Exercise description:
How many lines in the items below contain the string "blue"? Matching is case-sensitive, and the reply should be only the number.
'''
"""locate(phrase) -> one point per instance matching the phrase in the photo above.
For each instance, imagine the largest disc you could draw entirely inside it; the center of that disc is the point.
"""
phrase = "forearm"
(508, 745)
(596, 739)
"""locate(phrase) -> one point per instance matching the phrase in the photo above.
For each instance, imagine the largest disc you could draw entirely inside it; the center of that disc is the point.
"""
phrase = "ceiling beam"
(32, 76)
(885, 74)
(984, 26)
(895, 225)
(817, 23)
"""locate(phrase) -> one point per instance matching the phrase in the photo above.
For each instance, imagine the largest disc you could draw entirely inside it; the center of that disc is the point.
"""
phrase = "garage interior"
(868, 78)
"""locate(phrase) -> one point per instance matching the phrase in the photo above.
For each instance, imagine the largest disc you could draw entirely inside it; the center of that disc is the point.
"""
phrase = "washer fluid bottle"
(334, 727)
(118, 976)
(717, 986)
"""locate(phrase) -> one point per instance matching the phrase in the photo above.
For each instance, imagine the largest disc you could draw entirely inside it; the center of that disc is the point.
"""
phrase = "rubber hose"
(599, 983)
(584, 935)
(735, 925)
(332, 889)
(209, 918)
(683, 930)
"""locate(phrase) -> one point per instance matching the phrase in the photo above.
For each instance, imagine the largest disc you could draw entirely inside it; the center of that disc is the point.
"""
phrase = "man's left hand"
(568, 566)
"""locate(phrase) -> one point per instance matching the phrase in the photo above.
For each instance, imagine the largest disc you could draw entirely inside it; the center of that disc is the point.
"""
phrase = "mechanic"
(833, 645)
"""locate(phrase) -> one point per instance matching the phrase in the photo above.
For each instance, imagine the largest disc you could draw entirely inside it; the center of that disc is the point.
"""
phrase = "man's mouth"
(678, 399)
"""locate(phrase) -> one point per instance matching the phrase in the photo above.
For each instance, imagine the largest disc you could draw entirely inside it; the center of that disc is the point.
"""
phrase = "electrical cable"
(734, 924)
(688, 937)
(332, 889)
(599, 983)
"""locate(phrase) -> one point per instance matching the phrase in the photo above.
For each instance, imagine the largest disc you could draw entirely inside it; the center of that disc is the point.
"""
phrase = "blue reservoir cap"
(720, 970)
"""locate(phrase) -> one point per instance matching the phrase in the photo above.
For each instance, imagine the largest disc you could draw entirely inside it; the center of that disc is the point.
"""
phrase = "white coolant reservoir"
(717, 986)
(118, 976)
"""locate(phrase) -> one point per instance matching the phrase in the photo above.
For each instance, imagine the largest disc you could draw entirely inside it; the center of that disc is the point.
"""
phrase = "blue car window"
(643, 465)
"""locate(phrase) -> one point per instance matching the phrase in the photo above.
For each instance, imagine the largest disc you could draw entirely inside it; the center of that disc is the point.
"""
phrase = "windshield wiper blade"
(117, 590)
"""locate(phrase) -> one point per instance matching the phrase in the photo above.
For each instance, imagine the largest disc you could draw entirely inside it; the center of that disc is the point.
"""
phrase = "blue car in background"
'''
Reply:
3